### DATA SUPPLIED
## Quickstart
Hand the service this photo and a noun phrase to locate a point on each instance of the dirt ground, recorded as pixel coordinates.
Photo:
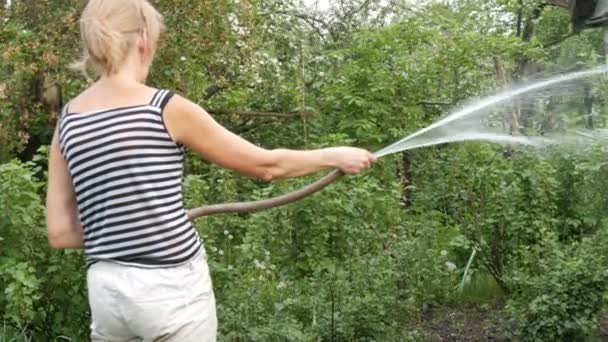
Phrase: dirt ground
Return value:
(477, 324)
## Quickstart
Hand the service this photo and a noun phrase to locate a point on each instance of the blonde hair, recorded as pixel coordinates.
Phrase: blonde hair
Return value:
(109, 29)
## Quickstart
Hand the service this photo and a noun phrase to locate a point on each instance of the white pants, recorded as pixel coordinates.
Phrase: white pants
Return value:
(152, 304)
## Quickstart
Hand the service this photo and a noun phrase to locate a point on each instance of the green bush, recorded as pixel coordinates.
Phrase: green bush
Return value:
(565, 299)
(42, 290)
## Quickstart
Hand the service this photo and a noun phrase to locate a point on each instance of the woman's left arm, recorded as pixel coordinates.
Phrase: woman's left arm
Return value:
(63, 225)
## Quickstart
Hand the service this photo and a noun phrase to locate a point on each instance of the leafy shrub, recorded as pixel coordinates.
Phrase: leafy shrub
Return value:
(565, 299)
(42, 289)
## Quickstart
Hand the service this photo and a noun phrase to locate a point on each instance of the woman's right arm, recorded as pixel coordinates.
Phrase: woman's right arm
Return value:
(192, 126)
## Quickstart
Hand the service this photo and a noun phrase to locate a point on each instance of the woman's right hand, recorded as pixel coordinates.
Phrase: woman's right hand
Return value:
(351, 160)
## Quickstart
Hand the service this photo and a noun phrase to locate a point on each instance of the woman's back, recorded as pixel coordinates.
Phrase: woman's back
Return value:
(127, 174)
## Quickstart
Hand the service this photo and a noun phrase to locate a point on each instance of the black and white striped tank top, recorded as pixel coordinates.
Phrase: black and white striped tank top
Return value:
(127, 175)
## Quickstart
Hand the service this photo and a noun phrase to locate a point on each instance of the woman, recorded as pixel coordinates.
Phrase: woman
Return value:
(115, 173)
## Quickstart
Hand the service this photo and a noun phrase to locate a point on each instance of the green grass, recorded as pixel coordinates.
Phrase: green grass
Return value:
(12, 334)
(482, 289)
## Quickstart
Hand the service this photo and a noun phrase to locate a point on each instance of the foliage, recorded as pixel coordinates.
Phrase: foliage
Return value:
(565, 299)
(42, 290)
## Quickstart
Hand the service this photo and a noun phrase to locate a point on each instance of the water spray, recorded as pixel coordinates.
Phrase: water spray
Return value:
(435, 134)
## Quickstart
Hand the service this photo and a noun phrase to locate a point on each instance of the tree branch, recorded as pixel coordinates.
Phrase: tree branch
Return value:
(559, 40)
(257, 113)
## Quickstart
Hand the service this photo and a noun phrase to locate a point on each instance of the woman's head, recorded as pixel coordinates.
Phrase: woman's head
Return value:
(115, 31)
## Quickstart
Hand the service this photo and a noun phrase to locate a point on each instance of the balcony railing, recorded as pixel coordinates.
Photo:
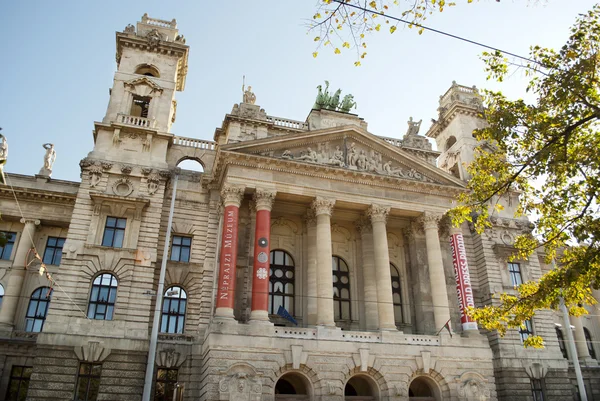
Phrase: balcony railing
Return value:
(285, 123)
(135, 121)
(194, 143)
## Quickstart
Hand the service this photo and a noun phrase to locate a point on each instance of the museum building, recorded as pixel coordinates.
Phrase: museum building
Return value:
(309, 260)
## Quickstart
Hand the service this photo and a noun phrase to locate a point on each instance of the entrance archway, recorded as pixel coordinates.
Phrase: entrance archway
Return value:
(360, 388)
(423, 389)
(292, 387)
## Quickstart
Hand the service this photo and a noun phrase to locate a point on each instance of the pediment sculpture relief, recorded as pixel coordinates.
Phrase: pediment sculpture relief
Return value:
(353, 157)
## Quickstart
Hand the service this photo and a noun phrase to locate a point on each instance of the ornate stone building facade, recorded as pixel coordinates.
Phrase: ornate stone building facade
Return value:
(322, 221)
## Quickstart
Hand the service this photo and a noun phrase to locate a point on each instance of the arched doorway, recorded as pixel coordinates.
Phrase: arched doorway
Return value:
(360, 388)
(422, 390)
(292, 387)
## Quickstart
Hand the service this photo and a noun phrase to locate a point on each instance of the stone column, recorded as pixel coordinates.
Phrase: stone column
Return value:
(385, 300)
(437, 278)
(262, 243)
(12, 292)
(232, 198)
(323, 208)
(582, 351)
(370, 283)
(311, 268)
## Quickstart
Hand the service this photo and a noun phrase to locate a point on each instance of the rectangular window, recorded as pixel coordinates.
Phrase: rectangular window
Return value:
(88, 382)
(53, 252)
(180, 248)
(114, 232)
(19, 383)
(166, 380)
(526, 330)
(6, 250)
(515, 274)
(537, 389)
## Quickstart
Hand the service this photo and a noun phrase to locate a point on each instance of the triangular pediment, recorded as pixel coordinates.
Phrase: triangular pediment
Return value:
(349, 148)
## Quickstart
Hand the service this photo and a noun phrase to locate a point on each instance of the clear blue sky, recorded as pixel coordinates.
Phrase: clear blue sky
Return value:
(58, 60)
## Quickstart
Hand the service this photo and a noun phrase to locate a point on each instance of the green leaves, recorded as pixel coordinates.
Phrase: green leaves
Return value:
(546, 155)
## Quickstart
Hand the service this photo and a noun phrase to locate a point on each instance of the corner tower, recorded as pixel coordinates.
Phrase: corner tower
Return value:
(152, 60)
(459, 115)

### TASK OBJECTIVE
With the pictures dropped, write out all of the entries word for word.

### WRITTEN ANSWER
## Quickstart
Hand the service this photo and a noun phrase to locate a point on each instance of the dirt ground, recorded as pixel coordinates.
Photo:
Phrase: dirt ground
Return value:
(477, 324)
## Quickstart
Hand the service this photo and a noun phrase to locate a point on each instance of the blonde hair, recorded as pixel coordinates.
Phrase: blonde hair
Return value:
(109, 29)
## Quickstart
Hand the service this photo and a noun phrase to locate a point on each instance of the white pants, recorded as pixel coordinates.
Phrase: white pants
Return value:
(152, 304)
## Quickstart
Hand the service this photo and a noun phrase to locate a point on each instance of the green bush, recorded as pixel coordinates.
Phrase: green bush
Return value:
(565, 299)
(42, 290)
## Quickstart
Hand the service this photo and a noun phrase to locate a point on each instance of the woman's left arm, recorded as pixel coordinates.
Phrase: woman's left arm
Return value:
(63, 225)
## Quickstart
Hand the service this photo and a noun phrase to locate a point on each instance of the leafy shrub, recorded as pixel coordinates.
Phrase: leafy shrub
Return value:
(565, 299)
(42, 289)
## Quickstart
Hand the service this photo and a noun phrase to locate a point on each instance of the woman's right arm, recorded as pixel coordinates.
Phrase: woman's right arm
Return value:
(192, 126)
## Quickstart
Hand the service this photo and a noun phrase to locate a point on each instance of the woman's right hand, recorded as pixel coordinates.
Phrase: woman's right hand
Return value:
(351, 160)
## Quickstart
Hand the service this photo and a noun phrase to locate a point on each instance of the woman's back, recorded as pixel coordinates.
Phrase: woman's back
Return value:
(127, 174)
## Quickstart
Hand the service this photo and a noun phrase to locate a point on each instance of the black and white striped tank top, recorded as pixel coordinates.
Phrase: black and white striped tank top
Return value:
(127, 175)
## Quickstart
Hand the service this photo and a noun phrase to locate a point on each instance of the woman, recorded as pixel coordinates.
Phrase: woman
Return value:
(115, 173)
## Quickstart
Hand the service this photo and a noun phrase to locate a point on each instance of the green grass, recorded as pixel coordinates.
Phrase: green grass
Return value:
(12, 334)
(482, 289)
## Quickstart
Hand the service this photo and a noun phrase to locate a point on each instance of the foliage, recorded as pixel coordinates.
Phrase: foliage
Return value:
(565, 299)
(42, 290)
## Quickstart
Hand the service this photo and a noun phrase to locate a point on each instance of the water spray, recorded as pixel coordinates.
Phrase: water spray
Return value:
(435, 134)
## Quickstart
Hand the service this photo and a noun phrase to locate a point on each instance of the tree branch, recorded as pixel coordinates.
Phrase: tree branch
Return value:
(559, 40)
(257, 113)
## Quickstart
Hand the service this photo and a noun phrase to locate a point on each instance of the woman's head, recorded as pixel coordinates.
Phrase: woman's head
Return value:
(115, 31)
## Quickstart
Hand the service this photo and a noun phrase to locate a point on each instance of the balcony railing, recorded as pixel coordinates.
Photo:
Phrase: balcony railing
Return value:
(285, 123)
(135, 121)
(194, 143)
## Quickstart
Hand the service this photo and a noun phrase to locate a point on each instance of the museum building, recorded as pixel coordinates.
Phrase: museum building
Return value:
(309, 260)
## Quickstart
Hand the service this photo and a noun phrase to locate a point on each instance of the entrance archway, recorded as pixel coordinates.
Phrase: entrance archway
Return value:
(360, 388)
(423, 389)
(292, 387)
## Quickstart
Hand the service this photo and a noun phrase to locate a point on each instance of the pediment sculpture relief, recorded as pixel coordinates.
Phrase: pediment sculpture relief
Return value:
(353, 157)
## Quickstart
Hand the service this photo and a noun phrase to locate a point on each instance of the ornate stone building facade, recorded as pixel coordinates.
Phrase: ornate stone building facade
Return value:
(322, 221)
## Quickstart
Hand the service this photo and a noun phrase to locate a point on each instance of the arched doorway, recorded as pixel coordinates.
Phrase: arched doorway
Return value:
(360, 388)
(422, 390)
(292, 387)
## Quickstart
Hand the service this photo and a noun phrase to locate a point on each instance of the stone column, recorded as pixel coordinates.
Phrase: stone column
Return value:
(385, 300)
(437, 278)
(262, 243)
(12, 292)
(232, 198)
(323, 208)
(582, 351)
(370, 283)
(311, 268)
## Quickstart
Hand the service this photo and a noun phrase to locate a point on each instance of the rectangular window, recorded as pixel coordinates.
Phrase: rectangular window
Return value:
(88, 382)
(53, 252)
(180, 248)
(114, 232)
(19, 383)
(166, 380)
(526, 330)
(6, 250)
(515, 274)
(537, 389)
## Quickstart
Hand the service this photo and a noun phrase to locate a point on each instance of the triangular pediment, recorded as pixel coordinates.
Phrase: triangular pediment
Return value:
(349, 148)
## Quickstart
Hand the service this photo and a noun phrase to locate a point on each instance of the clear blue sky, recorded as pixel coordinates.
Phrase: clear blue sky
Return value:
(58, 60)
## Quickstart
Hand the service this photo and a noun phrase to locate a point on each instance of the green leaves, recorded as pixel coordinates.
Phrase: green leaves
Return value:
(546, 155)
## Quickstart
Hand the service this photo and a noun phrase to locate a point on each instance of the corner tower, recorded as pixel coordinates.
Phrase: corner tower
Return value:
(152, 60)
(459, 115)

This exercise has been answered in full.